# JOB
In every one of the records, replace "cabinet drawer" with "storage drawer" and write all the lines out again with nothing else changed.

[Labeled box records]
_ _ _ _ _

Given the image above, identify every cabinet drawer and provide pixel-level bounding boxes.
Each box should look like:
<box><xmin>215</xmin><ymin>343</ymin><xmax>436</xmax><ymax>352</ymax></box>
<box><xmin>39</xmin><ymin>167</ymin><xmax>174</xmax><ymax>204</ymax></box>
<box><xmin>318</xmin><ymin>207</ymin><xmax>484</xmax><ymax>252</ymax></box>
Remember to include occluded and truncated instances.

_ _ _ _ _

# TASK RESPONSE
Given the image above, identify every storage drawer and provide pixel-level bounding boxes.
Each box should look like:
<box><xmin>215</xmin><ymin>343</ymin><xmax>436</xmax><ymax>352</ymax></box>
<box><xmin>39</xmin><ymin>167</ymin><xmax>174</xmax><ymax>204</ymax></box>
<box><xmin>318</xmin><ymin>207</ymin><xmax>484</xmax><ymax>252</ymax></box>
Remember to include occluded and truncated instances.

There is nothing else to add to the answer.